+++ Selected extract +++

Three Clallam County gatherings have sparked several outbreaks and are believed to be the source of almost all new COVID-19 cases in Clallam County since April 16, health officials said Monday.
A total of 101 cases have been confirmed in the county since that date, and while five have been tracked to individual travel, the remaining 96 have been traced to either being exposed at one of the three gatherings or were exposed to the virus by someone who attended one of the gatherings, said Dr. Allison Berry, Clallam County health officer.
The three super-spreaders — one wedding and two parties — had between 30 and 45 attendees who were primarily unvaccinated and unmasked, Berry said. One was located in Port Angeles, one was on the West End and one was in Sequim, she said.
As a result of the subsequent virus exposures, other outbreaks are now being tracked in Clallam County, including four day care centers and a high school wrestling team, Berry said.
Berry did not have specific numbers for how many cases have been found among the day cares, but she confirmed three cases so far among the unspecified wrestling team, and a baseball team and basketball team have each been placed into quarantine due to exposure to known cases, she said.
There have not been any outbreaks yet for either the baseball or basketball team, she added.
All of the outbreaks can be traced to attendees at one of the three large gatherings, Berry said.
So far, the county has been able to keep up on contact tracing due to guest lists, day care registrations and team rosters, to get possible exposures quarantined, with “well over 100” people quarantined in Clallam County, she added.
“These cases serve as an example of how rapidly the virus can spread and affect many families,” Berry said. “So many of us need to use services like day care and schools, and we’re excited to get kids back in sports.
“I think it’s critically important for those of us who use those services be very cautious about decreasing risks in all other aspects of our lives.”
Outbreaks are defined as a location with at least two cases of COVID-19, with reported virus transmission.

+++ Available data +++

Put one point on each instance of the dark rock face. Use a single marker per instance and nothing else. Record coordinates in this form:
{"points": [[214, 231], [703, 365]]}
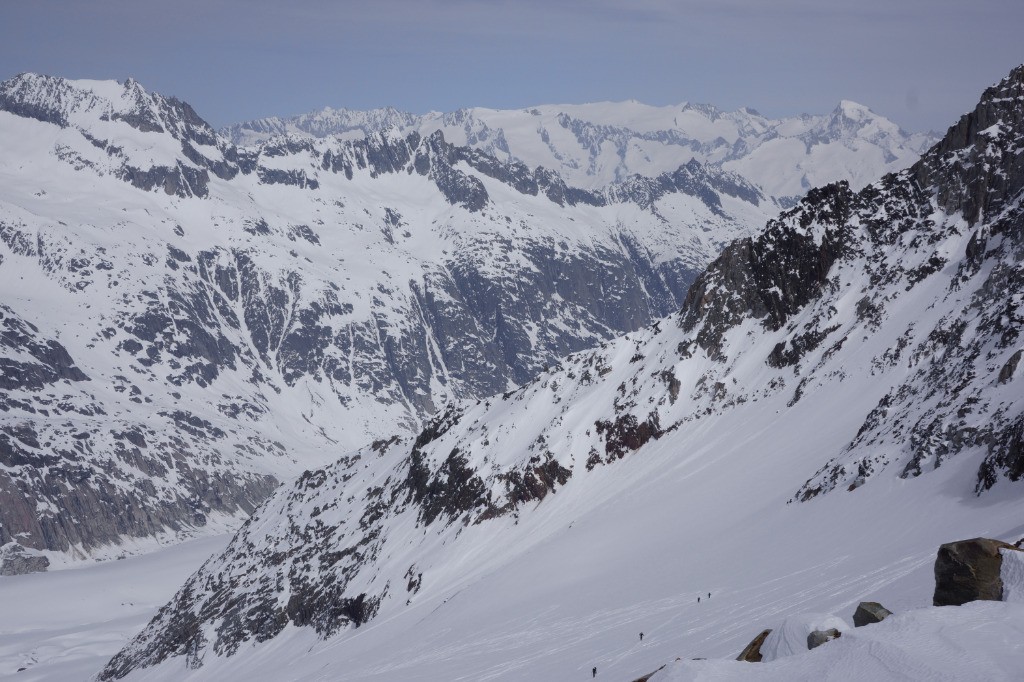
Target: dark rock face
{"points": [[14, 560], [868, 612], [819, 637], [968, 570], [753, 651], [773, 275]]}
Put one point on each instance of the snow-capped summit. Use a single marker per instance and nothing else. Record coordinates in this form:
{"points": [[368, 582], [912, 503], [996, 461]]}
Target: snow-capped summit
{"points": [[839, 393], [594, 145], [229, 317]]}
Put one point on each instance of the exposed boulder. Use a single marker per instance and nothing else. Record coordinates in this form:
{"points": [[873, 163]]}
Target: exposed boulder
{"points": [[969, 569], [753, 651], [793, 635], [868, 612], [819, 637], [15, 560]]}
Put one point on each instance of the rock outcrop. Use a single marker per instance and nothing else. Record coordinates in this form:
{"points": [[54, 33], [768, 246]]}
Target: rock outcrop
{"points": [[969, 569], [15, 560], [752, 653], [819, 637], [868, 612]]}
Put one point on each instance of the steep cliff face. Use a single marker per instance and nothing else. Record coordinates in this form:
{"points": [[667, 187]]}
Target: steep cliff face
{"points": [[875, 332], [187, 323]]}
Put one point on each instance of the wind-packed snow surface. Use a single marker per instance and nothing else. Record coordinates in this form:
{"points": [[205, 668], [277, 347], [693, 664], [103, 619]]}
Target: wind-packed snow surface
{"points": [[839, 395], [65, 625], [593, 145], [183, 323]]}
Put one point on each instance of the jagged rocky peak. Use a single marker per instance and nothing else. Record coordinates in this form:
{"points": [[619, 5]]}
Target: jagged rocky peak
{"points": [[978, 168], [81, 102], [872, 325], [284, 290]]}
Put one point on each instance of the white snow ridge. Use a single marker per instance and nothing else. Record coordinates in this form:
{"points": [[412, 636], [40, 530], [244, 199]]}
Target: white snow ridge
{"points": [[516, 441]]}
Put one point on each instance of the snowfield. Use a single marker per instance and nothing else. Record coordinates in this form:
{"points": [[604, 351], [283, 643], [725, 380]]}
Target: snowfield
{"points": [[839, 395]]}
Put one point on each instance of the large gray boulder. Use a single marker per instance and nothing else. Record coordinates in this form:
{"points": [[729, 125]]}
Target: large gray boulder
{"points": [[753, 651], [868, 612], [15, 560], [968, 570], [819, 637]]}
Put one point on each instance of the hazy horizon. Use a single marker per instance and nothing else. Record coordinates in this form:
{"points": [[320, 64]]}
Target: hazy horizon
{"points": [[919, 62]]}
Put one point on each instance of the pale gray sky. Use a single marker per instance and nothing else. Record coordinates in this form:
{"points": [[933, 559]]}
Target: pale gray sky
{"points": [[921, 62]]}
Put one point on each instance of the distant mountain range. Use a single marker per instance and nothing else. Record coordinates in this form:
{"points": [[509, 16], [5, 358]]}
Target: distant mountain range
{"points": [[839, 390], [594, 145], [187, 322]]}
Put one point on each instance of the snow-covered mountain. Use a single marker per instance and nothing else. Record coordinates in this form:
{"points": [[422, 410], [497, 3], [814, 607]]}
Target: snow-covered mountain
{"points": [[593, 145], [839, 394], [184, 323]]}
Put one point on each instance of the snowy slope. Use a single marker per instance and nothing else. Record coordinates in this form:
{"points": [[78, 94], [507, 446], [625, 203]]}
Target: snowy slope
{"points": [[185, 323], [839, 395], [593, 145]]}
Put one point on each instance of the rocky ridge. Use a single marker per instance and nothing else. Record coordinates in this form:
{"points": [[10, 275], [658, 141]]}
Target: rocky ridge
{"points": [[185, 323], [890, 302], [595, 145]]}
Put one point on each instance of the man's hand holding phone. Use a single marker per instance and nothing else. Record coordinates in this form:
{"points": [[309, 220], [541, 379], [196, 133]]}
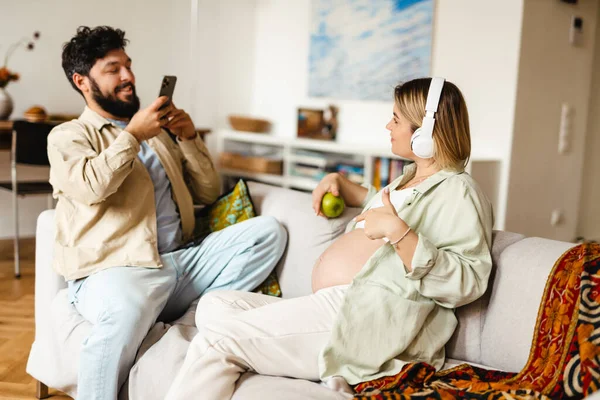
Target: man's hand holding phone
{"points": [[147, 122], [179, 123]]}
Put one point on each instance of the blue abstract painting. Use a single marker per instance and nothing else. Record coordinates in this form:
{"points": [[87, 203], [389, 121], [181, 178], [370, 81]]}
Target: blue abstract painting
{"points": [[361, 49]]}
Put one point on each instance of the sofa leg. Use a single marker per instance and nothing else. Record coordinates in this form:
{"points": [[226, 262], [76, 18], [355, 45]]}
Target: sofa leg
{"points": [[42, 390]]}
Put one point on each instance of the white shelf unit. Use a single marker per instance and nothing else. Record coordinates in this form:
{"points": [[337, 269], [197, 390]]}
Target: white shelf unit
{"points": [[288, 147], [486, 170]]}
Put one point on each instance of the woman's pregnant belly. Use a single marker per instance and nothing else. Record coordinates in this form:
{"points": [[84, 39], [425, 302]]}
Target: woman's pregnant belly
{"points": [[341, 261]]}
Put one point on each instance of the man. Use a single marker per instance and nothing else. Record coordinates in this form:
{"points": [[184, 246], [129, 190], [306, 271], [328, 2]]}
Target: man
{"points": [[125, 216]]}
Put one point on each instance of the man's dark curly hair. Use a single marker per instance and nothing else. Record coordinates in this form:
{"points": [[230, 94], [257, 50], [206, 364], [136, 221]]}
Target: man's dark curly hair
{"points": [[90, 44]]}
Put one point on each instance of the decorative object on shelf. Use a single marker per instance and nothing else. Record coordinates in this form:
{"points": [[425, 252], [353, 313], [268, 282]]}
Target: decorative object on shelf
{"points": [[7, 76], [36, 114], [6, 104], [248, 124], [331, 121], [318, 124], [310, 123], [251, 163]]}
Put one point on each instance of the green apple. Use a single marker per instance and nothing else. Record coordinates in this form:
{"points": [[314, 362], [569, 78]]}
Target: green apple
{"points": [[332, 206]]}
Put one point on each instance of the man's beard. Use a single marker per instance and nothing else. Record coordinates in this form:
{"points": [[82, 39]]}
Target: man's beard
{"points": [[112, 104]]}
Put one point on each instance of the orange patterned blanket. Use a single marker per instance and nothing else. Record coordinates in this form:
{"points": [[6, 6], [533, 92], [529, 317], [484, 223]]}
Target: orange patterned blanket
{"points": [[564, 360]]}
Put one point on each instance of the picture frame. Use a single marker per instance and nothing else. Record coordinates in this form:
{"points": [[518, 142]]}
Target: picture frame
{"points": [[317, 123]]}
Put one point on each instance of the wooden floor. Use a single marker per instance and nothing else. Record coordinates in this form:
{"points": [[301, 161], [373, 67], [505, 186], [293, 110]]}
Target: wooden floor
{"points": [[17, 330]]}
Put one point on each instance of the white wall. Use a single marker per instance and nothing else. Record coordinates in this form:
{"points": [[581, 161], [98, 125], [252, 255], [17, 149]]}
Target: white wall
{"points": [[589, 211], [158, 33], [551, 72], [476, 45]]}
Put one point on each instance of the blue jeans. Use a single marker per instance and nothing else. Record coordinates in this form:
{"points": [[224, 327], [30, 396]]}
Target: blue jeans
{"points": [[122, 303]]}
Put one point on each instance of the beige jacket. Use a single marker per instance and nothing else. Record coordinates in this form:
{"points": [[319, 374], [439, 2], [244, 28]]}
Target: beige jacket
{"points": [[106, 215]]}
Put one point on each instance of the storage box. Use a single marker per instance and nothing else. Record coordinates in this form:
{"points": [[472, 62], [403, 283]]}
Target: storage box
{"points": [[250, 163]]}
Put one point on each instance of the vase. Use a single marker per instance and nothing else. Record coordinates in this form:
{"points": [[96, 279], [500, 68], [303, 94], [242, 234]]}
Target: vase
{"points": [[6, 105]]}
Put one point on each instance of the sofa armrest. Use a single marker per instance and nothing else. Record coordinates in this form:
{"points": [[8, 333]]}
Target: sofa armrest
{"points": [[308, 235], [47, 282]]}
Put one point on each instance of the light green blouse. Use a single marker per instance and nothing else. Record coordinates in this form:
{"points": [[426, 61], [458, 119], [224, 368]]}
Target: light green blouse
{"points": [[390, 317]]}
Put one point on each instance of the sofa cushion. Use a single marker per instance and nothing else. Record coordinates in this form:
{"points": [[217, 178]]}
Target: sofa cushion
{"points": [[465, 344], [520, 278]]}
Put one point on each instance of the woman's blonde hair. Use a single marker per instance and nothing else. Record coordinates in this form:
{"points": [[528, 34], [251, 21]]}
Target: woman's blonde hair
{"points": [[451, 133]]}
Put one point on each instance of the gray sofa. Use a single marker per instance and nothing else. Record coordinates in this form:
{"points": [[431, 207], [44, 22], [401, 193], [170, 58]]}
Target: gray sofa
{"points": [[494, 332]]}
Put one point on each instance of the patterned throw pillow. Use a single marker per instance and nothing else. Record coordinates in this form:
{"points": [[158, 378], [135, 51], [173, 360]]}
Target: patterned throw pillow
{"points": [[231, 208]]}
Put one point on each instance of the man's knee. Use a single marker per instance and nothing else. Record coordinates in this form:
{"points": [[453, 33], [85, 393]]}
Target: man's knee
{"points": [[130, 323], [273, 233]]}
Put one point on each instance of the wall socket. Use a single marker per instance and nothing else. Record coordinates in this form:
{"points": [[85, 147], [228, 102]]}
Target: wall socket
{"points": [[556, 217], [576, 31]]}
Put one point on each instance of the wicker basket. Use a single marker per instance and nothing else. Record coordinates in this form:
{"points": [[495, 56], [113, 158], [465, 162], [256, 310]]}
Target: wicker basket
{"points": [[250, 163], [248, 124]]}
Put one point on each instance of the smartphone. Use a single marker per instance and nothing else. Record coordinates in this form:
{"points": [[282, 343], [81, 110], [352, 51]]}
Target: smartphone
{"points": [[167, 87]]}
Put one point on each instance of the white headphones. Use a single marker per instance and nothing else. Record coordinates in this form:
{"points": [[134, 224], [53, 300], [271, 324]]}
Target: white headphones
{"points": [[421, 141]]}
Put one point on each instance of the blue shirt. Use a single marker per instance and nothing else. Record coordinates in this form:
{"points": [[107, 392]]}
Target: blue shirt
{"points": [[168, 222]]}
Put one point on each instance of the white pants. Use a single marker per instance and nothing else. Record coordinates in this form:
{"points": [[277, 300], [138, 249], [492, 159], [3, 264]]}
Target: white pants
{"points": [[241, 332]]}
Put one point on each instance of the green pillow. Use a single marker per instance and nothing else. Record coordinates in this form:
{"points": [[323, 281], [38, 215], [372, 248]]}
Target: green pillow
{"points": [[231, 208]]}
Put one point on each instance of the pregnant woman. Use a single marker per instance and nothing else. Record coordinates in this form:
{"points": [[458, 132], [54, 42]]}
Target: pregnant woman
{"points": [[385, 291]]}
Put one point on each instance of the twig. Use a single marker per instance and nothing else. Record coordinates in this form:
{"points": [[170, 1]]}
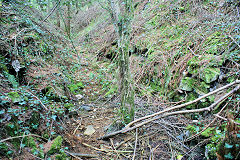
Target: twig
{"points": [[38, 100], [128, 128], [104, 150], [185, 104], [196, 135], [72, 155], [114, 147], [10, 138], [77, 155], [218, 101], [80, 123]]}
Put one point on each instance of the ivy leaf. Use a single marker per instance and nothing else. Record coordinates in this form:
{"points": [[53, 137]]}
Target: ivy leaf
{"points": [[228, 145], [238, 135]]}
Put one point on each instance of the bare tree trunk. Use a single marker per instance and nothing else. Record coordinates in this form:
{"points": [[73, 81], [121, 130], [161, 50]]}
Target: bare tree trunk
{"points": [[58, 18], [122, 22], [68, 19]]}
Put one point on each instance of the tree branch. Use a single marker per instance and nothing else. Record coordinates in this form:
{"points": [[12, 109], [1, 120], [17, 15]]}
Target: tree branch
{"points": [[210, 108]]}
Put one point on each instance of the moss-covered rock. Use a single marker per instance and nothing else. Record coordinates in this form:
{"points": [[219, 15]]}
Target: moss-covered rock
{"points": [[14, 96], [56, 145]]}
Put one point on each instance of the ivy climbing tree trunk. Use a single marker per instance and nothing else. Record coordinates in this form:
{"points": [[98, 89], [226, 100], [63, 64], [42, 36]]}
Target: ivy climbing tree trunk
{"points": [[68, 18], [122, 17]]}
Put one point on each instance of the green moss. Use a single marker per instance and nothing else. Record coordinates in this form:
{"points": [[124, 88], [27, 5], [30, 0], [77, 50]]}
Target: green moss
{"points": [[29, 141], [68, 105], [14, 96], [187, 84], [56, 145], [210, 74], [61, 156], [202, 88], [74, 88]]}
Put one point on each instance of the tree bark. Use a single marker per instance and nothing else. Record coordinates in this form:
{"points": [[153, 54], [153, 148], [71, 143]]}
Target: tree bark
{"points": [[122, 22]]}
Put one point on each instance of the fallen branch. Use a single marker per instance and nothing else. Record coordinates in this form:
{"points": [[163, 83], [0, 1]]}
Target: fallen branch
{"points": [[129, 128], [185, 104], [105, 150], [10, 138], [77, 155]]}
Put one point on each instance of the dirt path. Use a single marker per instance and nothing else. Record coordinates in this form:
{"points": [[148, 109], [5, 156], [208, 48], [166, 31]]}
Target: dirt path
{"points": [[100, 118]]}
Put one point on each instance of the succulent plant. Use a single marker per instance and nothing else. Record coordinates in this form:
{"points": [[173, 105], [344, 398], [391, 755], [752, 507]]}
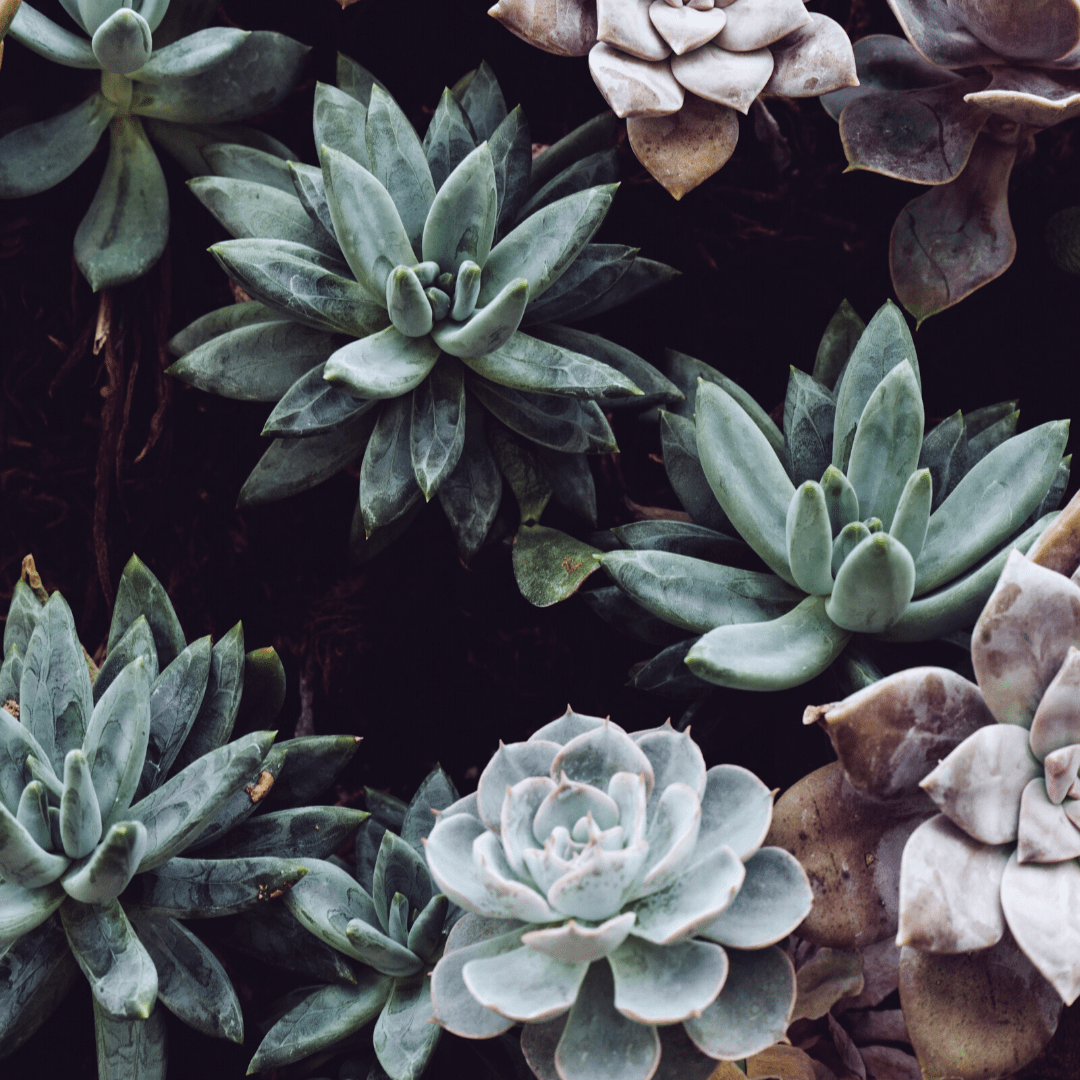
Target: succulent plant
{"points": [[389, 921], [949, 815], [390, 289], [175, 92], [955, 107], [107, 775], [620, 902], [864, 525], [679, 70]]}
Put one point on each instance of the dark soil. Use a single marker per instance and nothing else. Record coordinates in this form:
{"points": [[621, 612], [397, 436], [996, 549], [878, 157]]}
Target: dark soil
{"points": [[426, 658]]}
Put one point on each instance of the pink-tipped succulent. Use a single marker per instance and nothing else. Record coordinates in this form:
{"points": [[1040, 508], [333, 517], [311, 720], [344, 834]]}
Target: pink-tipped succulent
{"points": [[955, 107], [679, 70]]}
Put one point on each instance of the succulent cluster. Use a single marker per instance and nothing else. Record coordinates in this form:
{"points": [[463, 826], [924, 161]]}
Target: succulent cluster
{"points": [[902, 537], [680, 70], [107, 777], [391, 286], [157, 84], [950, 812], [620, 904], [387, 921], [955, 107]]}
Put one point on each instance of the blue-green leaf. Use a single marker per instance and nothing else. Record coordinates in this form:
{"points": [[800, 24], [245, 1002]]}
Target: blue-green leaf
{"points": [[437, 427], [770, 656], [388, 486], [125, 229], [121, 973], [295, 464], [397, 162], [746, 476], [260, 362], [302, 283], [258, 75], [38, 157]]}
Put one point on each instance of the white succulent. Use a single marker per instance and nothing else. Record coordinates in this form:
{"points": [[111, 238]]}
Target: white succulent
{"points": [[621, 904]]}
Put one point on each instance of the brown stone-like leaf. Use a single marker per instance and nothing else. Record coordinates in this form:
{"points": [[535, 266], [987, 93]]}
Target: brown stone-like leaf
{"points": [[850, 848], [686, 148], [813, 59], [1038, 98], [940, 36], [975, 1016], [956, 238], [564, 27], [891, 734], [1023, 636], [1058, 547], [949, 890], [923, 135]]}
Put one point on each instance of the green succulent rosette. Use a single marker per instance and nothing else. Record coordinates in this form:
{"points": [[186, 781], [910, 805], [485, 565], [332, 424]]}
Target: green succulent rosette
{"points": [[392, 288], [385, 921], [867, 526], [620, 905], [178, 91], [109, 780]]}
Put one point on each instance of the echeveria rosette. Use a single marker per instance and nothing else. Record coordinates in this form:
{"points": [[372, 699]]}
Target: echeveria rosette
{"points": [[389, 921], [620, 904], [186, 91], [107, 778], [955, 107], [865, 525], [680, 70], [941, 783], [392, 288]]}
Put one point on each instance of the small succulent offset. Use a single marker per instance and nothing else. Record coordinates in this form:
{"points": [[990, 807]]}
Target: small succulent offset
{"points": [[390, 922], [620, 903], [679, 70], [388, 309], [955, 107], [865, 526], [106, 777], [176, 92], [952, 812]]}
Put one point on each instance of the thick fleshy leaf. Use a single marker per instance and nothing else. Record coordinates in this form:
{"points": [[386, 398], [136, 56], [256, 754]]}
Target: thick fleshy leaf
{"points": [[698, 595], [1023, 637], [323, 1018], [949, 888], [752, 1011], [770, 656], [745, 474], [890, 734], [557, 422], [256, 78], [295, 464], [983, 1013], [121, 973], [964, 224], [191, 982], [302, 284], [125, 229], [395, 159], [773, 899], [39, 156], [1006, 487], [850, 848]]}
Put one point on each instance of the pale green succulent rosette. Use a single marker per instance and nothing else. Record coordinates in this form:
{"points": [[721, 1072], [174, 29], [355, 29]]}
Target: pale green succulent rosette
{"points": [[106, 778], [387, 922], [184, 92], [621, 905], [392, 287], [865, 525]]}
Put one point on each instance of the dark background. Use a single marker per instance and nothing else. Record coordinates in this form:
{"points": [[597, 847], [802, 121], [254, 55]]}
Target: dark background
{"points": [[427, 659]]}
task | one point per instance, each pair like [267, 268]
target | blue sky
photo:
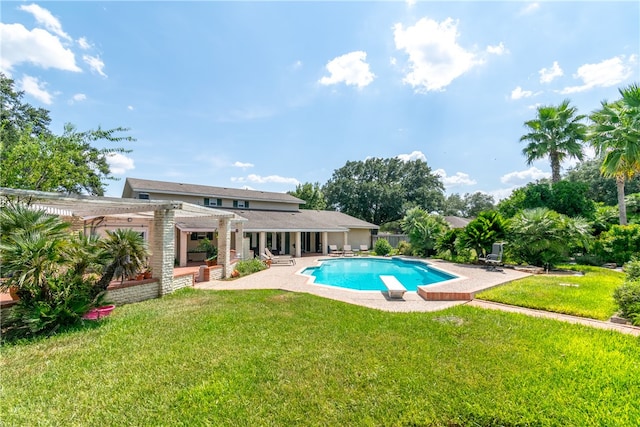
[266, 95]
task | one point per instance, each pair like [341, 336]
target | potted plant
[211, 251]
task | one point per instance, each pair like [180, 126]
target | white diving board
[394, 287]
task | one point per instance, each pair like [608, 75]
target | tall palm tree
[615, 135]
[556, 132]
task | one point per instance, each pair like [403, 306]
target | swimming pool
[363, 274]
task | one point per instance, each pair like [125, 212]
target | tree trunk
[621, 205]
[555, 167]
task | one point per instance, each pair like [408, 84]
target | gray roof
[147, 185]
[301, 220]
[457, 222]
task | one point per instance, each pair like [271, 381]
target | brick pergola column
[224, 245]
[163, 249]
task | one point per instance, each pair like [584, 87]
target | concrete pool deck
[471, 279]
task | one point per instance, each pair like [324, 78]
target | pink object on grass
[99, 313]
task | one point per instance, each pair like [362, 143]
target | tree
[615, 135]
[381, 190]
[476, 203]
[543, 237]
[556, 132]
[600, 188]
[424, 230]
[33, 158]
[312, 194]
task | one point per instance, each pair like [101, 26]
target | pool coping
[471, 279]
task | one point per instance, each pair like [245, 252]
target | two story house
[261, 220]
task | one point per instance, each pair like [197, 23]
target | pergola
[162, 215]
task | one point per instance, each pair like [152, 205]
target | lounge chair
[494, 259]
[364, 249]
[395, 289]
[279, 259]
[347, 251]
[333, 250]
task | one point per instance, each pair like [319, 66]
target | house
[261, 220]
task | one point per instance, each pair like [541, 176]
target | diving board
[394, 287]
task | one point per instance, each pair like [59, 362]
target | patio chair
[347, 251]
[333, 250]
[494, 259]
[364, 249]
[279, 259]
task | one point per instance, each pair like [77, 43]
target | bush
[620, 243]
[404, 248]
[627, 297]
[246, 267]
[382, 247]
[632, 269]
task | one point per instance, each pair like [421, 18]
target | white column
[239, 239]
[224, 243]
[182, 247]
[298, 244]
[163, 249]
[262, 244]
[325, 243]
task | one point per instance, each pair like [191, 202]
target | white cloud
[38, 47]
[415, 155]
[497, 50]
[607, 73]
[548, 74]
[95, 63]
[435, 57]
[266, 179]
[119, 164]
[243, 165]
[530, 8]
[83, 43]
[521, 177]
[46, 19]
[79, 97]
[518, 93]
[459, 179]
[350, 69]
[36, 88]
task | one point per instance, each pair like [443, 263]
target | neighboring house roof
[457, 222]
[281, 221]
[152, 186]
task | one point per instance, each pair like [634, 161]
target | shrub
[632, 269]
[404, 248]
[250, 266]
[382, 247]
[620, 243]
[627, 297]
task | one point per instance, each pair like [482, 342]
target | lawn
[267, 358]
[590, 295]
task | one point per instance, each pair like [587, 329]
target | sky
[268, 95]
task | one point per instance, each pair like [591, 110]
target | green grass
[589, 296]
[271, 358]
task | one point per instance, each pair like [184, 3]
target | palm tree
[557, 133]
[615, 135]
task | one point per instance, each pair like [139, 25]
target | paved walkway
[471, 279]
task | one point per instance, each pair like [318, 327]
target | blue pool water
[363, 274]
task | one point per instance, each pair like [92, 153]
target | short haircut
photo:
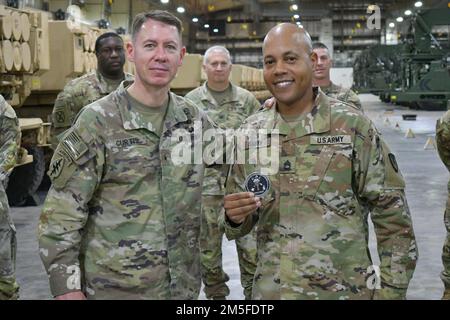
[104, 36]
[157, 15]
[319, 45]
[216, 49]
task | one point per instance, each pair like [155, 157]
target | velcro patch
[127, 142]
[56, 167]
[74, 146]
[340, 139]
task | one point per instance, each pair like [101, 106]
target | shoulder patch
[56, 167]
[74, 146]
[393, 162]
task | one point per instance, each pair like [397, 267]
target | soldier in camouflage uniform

+++

Parts of the exercise:
[1] In the Clallam County COVID-19 article, what were the three super-spreader gatherings?
[2] Copy the Clallam County COVID-19 article word for word from "Berry did not" to "gatherings, Berry said.".
[3] Write the next part of the Clallam County COVID-19 article, picking up after its last sentence.

Answers to the tasks:
[1] One wedding and two parties.

[2]
Berry did not have specific numbers for how many cases have been found among the day cares, but she confirmed three cases so far among the unspecified wrestling team, and a baseball team and basketball team have each been placed into quarantine due to exposure to known cases, she said.
There have not been any outbreaks yet for either the baseball or basketball team, she added.
All of the outbreaks can be traced to attendees at one of the three large gatherings, Berry said.

[3]
Berry and Dr. Tom Locke, Jefferson County health officer, have not named a place experiencing an outbreak unless they are unable to trace possible exposures, they have said.
Children and teens younger than 16 are not currently eligible for a vaccine. Berry said it’s important for parents of children those ages to get vaccinated and avoid gathering with people indoors who are unvaccinated to prevent possible exposures.
All three gatherings involved many children, leading to 37 so far being infected with COVID-19 due to subsequent outbreaks and exposures, Berry said.
“It is possible to gather safely now, but in order to do so, you need to have the people in that gathering vaccinated,” she said.
The state has created a vaccination locator at vaccinelocator.doh.wa.gov.
Clallam County added seven new COVID-19 cases Monday, while Jefferson County confirmed one new case, according to public health data.
Clallam County confirmed a total of 168 cases during April, about 13.43 percent of the 1,251 cases reported during the past year, according to county data.
Fifty-three COVID-19 cases were active as of Monday in Clallam County, with four patients currently hospitalized, two of whom were in the Intensive Care Unit. Jefferson County had 11 active cases Monday.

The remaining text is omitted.